Pointing dataset excerpts

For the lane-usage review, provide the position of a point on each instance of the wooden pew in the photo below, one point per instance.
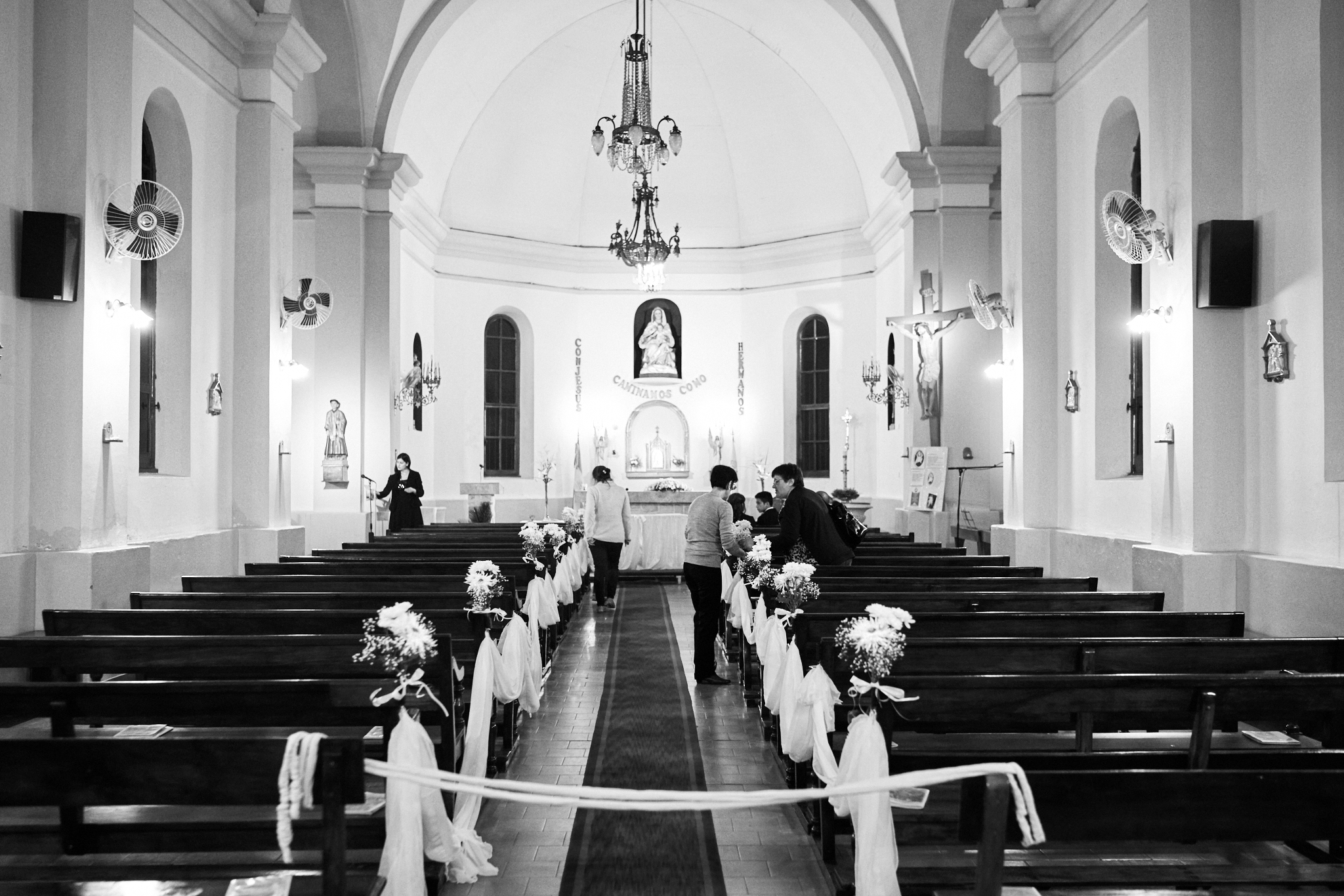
(917, 602)
(810, 628)
(1106, 656)
(1172, 806)
(908, 582)
(232, 659)
(368, 603)
(74, 773)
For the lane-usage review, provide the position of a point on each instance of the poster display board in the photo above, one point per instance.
(927, 479)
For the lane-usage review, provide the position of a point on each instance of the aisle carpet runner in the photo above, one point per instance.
(644, 738)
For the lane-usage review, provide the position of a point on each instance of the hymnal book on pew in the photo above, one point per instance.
(264, 886)
(143, 731)
(1272, 738)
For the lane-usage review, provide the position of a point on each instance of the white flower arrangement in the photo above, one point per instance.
(756, 563)
(793, 584)
(398, 640)
(554, 535)
(534, 543)
(486, 583)
(870, 645)
(572, 519)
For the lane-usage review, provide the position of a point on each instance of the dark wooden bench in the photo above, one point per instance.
(1172, 806)
(908, 582)
(368, 603)
(77, 773)
(919, 602)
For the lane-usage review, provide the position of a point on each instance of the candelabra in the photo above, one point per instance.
(892, 391)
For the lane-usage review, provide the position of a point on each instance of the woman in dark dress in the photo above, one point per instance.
(406, 489)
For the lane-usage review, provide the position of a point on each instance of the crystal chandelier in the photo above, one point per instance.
(637, 146)
(642, 246)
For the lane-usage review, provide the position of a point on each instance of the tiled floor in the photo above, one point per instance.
(763, 851)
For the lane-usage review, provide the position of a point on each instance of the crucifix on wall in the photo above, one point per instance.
(927, 331)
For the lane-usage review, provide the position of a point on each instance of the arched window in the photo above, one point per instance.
(1118, 354)
(815, 397)
(150, 305)
(501, 394)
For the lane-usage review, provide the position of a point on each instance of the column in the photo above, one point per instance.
(1198, 360)
(356, 251)
(1014, 47)
(278, 54)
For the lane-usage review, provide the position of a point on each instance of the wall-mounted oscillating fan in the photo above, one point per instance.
(1132, 232)
(142, 219)
(991, 311)
(306, 304)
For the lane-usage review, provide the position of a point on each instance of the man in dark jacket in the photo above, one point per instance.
(766, 516)
(805, 519)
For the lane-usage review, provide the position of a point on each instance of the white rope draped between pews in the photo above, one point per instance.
(418, 825)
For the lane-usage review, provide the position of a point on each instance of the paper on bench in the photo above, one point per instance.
(770, 648)
(795, 729)
(820, 696)
(143, 731)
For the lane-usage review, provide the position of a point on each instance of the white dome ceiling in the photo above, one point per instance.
(788, 120)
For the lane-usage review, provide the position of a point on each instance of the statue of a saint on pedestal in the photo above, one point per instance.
(335, 466)
(659, 347)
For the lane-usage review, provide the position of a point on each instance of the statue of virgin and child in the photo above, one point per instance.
(659, 347)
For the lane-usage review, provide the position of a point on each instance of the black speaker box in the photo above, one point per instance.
(1225, 273)
(49, 260)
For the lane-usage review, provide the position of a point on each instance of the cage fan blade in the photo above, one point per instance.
(171, 223)
(116, 216)
(147, 192)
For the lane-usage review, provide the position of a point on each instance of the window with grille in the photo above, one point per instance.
(501, 391)
(815, 397)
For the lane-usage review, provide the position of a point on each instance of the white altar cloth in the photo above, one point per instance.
(658, 542)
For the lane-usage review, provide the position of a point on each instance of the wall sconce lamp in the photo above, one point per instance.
(296, 370)
(1145, 321)
(136, 317)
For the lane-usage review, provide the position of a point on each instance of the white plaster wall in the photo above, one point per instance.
(713, 324)
(200, 501)
(1089, 504)
(15, 317)
(1292, 511)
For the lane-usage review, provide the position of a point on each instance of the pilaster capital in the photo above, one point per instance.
(1017, 50)
(276, 55)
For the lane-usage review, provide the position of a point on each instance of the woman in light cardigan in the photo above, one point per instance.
(606, 524)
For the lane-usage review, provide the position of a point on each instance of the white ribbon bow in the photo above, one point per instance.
(400, 692)
(895, 695)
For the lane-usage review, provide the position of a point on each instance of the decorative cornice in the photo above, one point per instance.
(1017, 51)
(818, 258)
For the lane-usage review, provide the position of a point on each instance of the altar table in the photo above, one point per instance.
(658, 542)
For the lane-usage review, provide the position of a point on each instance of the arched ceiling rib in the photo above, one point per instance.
(789, 116)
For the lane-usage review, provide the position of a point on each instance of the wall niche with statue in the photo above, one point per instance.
(658, 340)
(658, 442)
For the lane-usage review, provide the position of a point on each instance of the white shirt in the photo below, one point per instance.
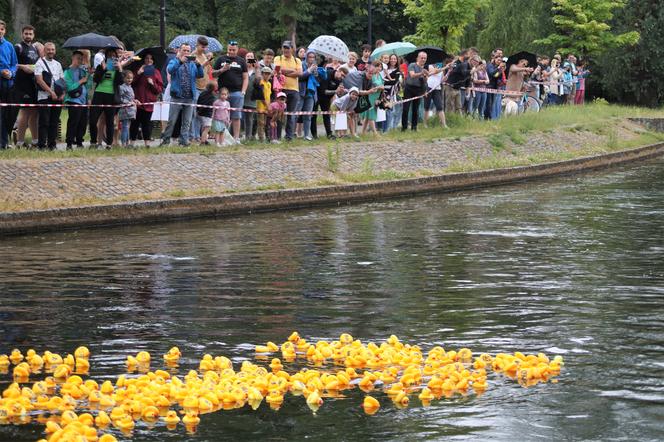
(56, 72)
(99, 57)
(434, 81)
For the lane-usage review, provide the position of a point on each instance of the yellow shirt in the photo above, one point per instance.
(202, 82)
(292, 63)
(262, 105)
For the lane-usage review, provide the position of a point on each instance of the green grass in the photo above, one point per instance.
(596, 117)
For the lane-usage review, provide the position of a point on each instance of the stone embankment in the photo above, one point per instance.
(53, 193)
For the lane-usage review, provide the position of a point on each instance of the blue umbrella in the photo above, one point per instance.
(91, 41)
(398, 48)
(191, 39)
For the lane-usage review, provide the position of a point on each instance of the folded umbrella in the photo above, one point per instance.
(434, 54)
(523, 55)
(192, 39)
(398, 48)
(91, 41)
(330, 46)
(158, 55)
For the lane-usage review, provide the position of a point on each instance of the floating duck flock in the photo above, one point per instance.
(74, 409)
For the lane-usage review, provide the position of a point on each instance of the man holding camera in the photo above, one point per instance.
(231, 71)
(203, 58)
(49, 78)
(184, 71)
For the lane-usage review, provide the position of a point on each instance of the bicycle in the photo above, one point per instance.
(528, 102)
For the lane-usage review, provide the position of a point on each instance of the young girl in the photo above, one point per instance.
(374, 84)
(221, 118)
(204, 113)
(276, 115)
(127, 113)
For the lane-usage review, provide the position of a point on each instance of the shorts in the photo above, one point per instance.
(218, 126)
(205, 121)
(436, 96)
(237, 102)
(28, 96)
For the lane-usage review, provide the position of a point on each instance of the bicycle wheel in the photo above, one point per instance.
(532, 105)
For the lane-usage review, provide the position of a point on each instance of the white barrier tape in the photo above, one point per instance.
(185, 104)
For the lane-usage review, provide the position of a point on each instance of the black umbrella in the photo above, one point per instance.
(523, 55)
(91, 41)
(158, 55)
(434, 54)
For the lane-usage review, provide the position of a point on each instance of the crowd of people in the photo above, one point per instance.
(239, 96)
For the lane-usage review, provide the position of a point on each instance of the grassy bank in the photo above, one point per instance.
(590, 117)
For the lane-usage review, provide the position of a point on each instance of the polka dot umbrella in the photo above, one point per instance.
(330, 46)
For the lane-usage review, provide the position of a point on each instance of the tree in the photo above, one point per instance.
(634, 76)
(582, 27)
(441, 22)
(514, 25)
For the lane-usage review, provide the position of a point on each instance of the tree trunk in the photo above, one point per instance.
(290, 21)
(21, 11)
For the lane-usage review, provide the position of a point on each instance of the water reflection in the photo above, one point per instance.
(571, 266)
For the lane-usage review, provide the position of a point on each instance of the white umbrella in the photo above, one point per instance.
(330, 46)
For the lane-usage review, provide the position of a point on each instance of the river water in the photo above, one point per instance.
(571, 266)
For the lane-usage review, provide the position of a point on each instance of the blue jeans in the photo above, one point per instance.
(195, 124)
(497, 106)
(394, 116)
(478, 104)
(292, 99)
(179, 106)
(306, 104)
(124, 131)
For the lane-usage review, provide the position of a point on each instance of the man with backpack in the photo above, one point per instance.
(49, 77)
(8, 66)
(25, 90)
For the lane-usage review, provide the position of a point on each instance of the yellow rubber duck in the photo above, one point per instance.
(150, 413)
(426, 395)
(22, 371)
(16, 356)
(70, 361)
(276, 365)
(314, 401)
(370, 405)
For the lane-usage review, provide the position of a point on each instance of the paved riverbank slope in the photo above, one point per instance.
(86, 185)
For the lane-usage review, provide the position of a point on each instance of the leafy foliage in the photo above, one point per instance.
(514, 25)
(635, 76)
(441, 22)
(582, 27)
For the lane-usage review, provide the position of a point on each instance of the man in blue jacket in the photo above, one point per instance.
(184, 71)
(8, 65)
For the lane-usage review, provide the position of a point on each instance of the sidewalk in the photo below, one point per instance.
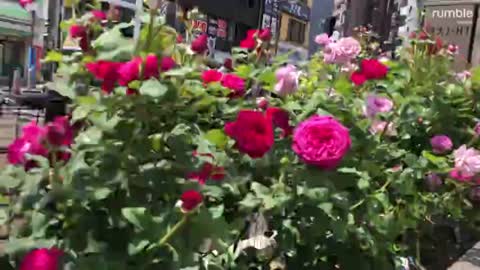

Work required: From the items above, pull out every line that contains the word "shirt" and copy each one in full.

Result of the task:
For the lane-usage review, provide the position of a point on each instance of the white shirt in the photo below, one point per instance.
For the lane-usage review, provide the position of a point on each instance of the yellow shirt in the photo above, one point per instance.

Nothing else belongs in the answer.